Given data:
---*---

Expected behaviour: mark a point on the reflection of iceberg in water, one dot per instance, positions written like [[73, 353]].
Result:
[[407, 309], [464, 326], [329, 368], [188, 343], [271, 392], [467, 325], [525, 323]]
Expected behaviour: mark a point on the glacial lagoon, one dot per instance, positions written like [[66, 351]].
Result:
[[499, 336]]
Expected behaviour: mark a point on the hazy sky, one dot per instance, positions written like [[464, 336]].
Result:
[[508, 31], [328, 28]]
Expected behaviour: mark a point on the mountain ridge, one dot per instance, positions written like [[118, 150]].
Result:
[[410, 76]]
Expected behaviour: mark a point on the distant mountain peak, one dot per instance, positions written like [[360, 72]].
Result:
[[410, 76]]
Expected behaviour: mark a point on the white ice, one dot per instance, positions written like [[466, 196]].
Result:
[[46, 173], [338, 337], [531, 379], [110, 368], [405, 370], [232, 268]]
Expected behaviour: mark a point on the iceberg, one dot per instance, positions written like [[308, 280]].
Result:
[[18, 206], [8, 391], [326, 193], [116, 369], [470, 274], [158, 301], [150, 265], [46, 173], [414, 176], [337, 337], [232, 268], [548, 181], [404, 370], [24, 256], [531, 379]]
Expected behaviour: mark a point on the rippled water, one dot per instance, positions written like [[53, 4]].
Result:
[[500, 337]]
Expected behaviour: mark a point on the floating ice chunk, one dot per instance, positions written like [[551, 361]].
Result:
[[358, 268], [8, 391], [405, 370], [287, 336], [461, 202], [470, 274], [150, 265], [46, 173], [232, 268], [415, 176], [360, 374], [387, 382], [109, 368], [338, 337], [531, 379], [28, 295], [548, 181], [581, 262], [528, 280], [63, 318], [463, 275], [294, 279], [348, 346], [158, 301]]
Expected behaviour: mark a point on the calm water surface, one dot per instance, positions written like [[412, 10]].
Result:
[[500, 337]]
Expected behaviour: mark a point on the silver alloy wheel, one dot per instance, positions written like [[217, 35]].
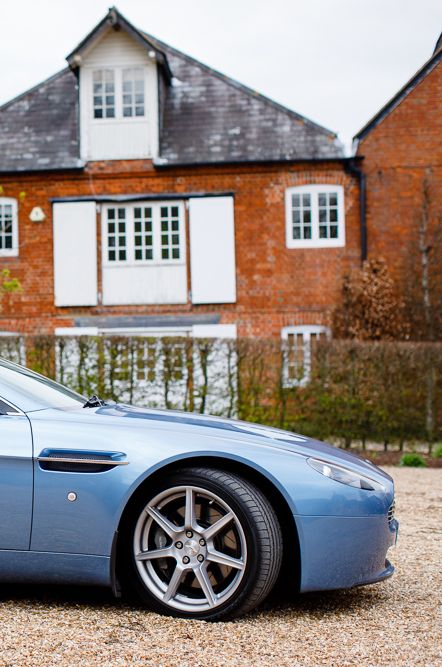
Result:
[[190, 549]]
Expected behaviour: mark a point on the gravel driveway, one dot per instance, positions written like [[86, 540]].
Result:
[[395, 623]]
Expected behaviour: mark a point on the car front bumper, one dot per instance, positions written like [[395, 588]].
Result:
[[342, 552]]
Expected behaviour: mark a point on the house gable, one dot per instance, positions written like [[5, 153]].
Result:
[[195, 115], [402, 94], [132, 131]]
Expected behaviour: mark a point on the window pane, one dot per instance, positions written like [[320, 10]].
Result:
[[133, 92], [6, 226], [143, 238], [301, 216], [116, 234], [103, 91], [170, 236], [328, 214]]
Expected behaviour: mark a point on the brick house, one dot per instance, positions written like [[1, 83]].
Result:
[[401, 148], [143, 192]]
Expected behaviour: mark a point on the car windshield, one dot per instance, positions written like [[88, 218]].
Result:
[[29, 390]]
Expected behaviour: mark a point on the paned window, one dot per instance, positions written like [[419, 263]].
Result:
[[104, 93], [315, 216], [298, 343], [119, 93], [302, 216], [116, 234], [8, 227], [170, 236], [133, 92], [143, 234]]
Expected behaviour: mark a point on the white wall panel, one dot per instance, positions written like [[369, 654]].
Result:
[[144, 284], [75, 254], [214, 331], [212, 250]]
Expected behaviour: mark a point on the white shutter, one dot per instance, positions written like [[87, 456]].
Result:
[[212, 250], [75, 254]]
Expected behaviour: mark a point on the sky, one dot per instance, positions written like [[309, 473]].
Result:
[[335, 61]]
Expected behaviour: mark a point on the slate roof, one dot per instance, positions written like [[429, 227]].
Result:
[[207, 118], [39, 129]]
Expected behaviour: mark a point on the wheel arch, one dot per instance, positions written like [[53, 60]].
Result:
[[291, 564]]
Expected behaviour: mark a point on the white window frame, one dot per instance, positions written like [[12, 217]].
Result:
[[315, 241], [11, 252], [118, 94], [156, 233], [307, 331]]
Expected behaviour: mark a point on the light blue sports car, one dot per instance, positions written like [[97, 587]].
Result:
[[201, 516]]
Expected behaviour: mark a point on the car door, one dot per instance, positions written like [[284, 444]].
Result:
[[16, 478]]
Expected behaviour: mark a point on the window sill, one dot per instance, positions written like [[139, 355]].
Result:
[[314, 245]]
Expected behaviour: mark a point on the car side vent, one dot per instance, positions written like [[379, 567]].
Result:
[[391, 510], [84, 462]]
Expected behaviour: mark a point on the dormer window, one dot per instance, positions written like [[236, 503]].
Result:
[[118, 100], [104, 93], [118, 93], [133, 92]]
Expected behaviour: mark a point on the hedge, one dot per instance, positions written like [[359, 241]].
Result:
[[357, 391]]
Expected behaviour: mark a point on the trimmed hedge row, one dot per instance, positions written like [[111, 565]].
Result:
[[384, 392]]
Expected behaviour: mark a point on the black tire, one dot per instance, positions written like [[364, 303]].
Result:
[[253, 533]]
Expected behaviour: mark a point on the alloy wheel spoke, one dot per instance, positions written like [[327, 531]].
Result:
[[223, 559], [206, 586], [190, 518], [168, 527], [166, 552], [216, 527], [173, 583]]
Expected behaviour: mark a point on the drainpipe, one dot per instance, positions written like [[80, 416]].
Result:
[[356, 171]]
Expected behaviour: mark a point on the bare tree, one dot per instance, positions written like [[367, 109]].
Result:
[[370, 307]]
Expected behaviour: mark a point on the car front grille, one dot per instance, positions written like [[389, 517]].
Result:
[[391, 509]]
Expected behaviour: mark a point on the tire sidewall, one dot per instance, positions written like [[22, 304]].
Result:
[[252, 569]]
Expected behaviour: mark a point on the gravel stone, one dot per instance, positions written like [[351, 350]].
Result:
[[398, 622]]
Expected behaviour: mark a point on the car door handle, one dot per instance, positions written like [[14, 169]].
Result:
[[62, 460]]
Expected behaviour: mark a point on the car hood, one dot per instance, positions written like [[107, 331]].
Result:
[[237, 430]]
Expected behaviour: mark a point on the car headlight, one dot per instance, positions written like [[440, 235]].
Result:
[[343, 475]]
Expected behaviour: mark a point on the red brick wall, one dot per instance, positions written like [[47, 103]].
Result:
[[276, 286], [399, 153]]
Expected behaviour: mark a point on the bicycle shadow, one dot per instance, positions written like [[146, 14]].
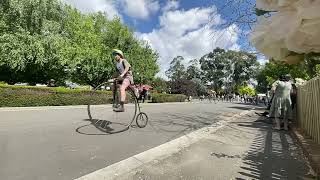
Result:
[[104, 126]]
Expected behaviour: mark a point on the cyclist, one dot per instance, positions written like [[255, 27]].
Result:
[[126, 77]]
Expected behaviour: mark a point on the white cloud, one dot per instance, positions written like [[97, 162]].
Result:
[[86, 6], [171, 5], [187, 33], [140, 9]]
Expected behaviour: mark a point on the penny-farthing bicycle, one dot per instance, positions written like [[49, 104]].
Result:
[[103, 116]]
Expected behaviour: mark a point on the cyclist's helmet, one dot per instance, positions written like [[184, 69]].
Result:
[[117, 51]]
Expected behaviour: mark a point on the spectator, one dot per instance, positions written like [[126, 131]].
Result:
[[281, 103]]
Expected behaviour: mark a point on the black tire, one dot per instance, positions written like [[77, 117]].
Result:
[[142, 120], [116, 121]]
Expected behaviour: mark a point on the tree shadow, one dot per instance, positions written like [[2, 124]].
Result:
[[240, 107], [273, 155], [182, 124]]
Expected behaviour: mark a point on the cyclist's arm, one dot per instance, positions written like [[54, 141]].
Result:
[[126, 69]]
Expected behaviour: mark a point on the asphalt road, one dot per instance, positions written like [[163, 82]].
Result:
[[60, 143]]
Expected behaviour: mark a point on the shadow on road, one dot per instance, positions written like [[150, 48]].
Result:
[[182, 124], [273, 155], [104, 126]]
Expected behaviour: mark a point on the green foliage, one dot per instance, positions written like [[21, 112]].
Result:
[[230, 69], [161, 98], [193, 71], [44, 39], [176, 70], [247, 90], [160, 85], [274, 69], [200, 87], [19, 96]]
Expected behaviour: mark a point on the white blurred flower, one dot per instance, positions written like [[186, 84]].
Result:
[[274, 5], [294, 28], [299, 81]]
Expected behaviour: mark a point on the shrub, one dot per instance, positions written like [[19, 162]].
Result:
[[20, 96]]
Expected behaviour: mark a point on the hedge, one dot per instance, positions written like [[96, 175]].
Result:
[[24, 96], [160, 98], [21, 96]]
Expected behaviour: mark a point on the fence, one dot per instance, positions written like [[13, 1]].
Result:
[[308, 108]]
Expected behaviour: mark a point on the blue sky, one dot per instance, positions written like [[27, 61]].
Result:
[[173, 28]]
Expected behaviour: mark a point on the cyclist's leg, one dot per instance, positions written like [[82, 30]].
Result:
[[123, 87]]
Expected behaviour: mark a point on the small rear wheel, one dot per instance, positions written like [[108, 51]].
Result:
[[142, 120]]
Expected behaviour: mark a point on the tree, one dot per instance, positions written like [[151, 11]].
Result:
[[30, 41], [228, 69], [193, 70], [247, 90], [176, 70], [200, 87], [214, 66], [160, 84], [272, 71], [44, 39]]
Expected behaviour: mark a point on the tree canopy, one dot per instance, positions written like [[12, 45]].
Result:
[[45, 39]]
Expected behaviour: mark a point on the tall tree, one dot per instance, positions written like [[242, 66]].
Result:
[[176, 70]]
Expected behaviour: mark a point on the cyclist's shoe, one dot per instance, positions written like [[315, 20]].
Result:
[[115, 106], [118, 109]]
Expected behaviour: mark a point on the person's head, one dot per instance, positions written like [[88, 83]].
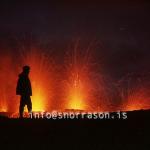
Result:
[[26, 69]]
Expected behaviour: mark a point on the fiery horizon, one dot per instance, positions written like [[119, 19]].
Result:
[[79, 87]]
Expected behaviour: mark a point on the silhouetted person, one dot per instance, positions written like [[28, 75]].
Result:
[[24, 90]]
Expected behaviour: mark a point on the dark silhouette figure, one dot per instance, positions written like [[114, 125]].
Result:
[[24, 90]]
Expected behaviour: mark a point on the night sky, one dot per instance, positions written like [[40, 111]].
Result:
[[121, 30]]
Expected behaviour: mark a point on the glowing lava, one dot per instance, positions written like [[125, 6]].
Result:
[[76, 96]]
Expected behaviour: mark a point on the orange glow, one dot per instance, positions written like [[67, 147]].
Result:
[[76, 96]]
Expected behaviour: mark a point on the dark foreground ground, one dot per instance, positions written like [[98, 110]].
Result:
[[130, 134]]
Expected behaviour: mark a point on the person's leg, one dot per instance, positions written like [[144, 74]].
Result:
[[29, 104], [21, 107]]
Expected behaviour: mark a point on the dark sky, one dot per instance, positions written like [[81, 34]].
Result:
[[121, 29]]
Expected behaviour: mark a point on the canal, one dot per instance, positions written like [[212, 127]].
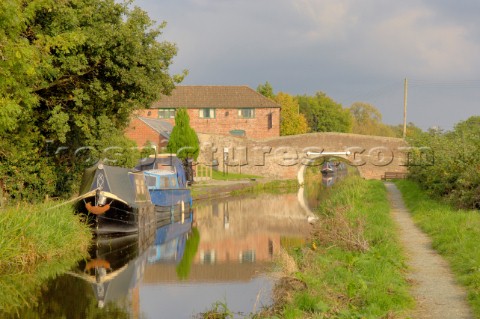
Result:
[[221, 254]]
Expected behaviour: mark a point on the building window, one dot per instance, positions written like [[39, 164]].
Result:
[[166, 113], [207, 113], [247, 256], [207, 257], [246, 113]]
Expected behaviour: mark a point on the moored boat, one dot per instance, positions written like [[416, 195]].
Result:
[[115, 200], [166, 182]]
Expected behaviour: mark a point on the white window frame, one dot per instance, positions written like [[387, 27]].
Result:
[[211, 113], [250, 113], [167, 113]]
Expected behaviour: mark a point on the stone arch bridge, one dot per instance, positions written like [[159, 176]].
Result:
[[285, 157]]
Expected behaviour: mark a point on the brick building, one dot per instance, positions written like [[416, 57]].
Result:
[[228, 110], [144, 130]]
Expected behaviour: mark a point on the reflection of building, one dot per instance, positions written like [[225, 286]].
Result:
[[238, 238]]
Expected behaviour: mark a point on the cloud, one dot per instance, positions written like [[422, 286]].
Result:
[[329, 19]]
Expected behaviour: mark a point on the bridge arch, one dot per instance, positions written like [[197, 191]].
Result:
[[285, 157]]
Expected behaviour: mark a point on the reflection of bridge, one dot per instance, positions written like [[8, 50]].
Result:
[[284, 157], [239, 237]]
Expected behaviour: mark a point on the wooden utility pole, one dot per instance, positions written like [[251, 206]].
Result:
[[405, 93]]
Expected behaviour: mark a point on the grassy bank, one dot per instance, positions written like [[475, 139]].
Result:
[[354, 266], [275, 187], [37, 242], [455, 235]]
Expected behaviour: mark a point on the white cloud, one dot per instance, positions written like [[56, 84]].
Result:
[[415, 42], [328, 19]]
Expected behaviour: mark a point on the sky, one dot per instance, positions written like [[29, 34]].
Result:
[[352, 50]]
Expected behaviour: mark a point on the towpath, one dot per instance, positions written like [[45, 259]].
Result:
[[437, 294]]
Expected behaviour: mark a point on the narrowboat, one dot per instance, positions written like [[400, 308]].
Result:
[[115, 200]]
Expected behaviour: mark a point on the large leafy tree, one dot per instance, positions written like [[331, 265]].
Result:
[[71, 73], [367, 120], [453, 174], [183, 140], [291, 120], [323, 114], [266, 90]]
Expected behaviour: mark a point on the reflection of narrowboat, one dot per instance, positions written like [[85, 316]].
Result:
[[327, 167], [114, 199], [115, 265], [166, 181], [170, 240]]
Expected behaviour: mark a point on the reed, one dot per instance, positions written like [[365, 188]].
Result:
[[37, 242], [353, 266]]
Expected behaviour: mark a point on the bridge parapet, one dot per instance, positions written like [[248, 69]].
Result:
[[283, 157]]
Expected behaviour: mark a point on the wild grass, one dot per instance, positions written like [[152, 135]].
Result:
[[455, 235], [275, 187], [218, 175], [37, 242], [354, 266]]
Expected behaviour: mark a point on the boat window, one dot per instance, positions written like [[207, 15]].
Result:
[[164, 182], [173, 182], [151, 181]]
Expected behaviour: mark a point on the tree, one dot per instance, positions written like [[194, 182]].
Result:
[[183, 139], [367, 120], [291, 122], [323, 114], [266, 90], [68, 71]]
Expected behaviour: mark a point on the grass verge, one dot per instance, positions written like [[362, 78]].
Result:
[[271, 187], [354, 265], [36, 243], [218, 175], [454, 233]]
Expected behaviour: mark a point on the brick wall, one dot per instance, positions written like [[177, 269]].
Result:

---*---

Action item: The answer is a bare number: how many lines of the records contain the string "house"?

Reply: 2